### TEKST ŹRÓDŁOWY
════════════════════
Boże Ciało
Dzisiaj jest apogeum kultu Duchowego Ciała Zbawiciela, które określamy Komunią św. lub Eucharystią (dziękczynieniem). Jednak prawie wszyscy katolicy nic nie wiedzą o tym Cudzie Ostatnim. Jest to wynik traktowania wszystkiego dosłownie...dlatego św. Hostia czyli Ciało Pana Jezusa to ciało.
Na początku nawrócenia (30 lat temu) zawołałem: „Boże! Proszę o wyjaśnienie czym jest Eucharystia?” Po dwóch dniach znalazłem się w rodzinnym kościele, gdzie kapłan powiedział, że Komunia św. to Ciało Duchowe Pana Jezusa.
Siostra Faustyna widziała jak Pan Jezus wchodzi do konsekrowanej Hostii. W naszej wierze nie usłyszy się o duszy z opisem jej cech, bo w Królestwie Bożym nie ma starości...z Bogiem Ojcem jak na cudownym wizerunku z Kielc. Starzec z bujną brodą to raczej symbol mądrości.
Jeżeli ktoś pragnienie to wyjaśnić, a nie ma łaski wiary...niech nie łamie sobie głowy, bo straci czas, a Szatan podsunie mu, że to wszystko jest oszustwem. Tak właśnie został zwiedziony, a nawet opętany intelektualnie bluźnierca Rafał Betlejewski. Kiedyś przyniósł do Sekielskiego (YouTube) siatkę „ciał” Zbawiciela! On jest gwiazdą, a ja z moją łaską chorym psychicznie (mistyka to psychoza).
════════════════════
### DOSTARCZONE DANE

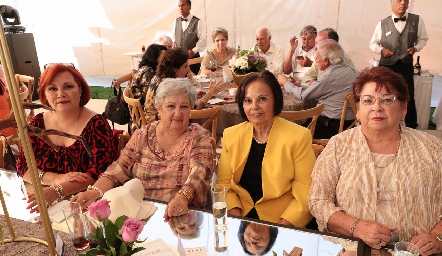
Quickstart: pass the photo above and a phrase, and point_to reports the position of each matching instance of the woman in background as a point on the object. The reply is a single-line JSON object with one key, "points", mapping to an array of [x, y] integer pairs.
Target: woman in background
════════════════════
### TWOJE ZADANIE
Zmień w tekście o Bożym Ciele "wizerunku" na "obrazie" i przepisz fragment od słów "Siostra Faustyna widziała" aż do słów "raczej symbol mądrości." włącznie. Dane nie mają tu żadnego znaczenia.

### ODPOWIEDŹ DO ĆWICZENIA
Siostra Faustyna widziała jak Pan Jezus wchodzi do konsekrowanej Hostii. W naszej wierze nie usłyszy się o duszy z opisem jej cech, bo w Królestwie Bożym nie ma starości...z Bogiem Ojcem jak na cudownym obrazie z Kielc. Starzec z bujną brodą to raczej symbol mądrości.